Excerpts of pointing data
┌──

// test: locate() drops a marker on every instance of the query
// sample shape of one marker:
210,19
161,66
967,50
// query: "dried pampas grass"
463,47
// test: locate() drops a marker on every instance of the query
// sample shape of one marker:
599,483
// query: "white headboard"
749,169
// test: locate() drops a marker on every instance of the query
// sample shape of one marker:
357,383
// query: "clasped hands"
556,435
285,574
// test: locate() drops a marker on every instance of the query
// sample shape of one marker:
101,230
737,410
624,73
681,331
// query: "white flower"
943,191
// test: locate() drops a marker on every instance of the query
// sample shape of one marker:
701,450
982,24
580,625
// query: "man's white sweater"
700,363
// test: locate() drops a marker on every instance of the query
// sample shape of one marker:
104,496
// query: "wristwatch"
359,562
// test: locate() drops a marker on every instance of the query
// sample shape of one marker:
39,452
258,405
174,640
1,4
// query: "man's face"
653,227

└──
┌──

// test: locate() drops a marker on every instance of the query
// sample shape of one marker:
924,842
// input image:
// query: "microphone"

└──
┌──

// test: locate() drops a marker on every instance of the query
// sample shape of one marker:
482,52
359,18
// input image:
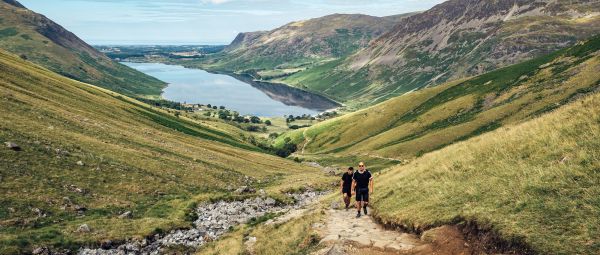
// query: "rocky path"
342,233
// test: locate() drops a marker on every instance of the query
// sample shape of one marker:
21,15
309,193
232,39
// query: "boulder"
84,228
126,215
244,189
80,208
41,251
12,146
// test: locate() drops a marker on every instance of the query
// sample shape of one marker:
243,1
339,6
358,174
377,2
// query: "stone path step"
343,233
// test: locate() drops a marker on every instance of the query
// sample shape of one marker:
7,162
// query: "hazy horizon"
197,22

└──

### Task prompt
List each line of the records above that contains the word "path".

### Final result
// query: "rocky path"
// query: "stone path step"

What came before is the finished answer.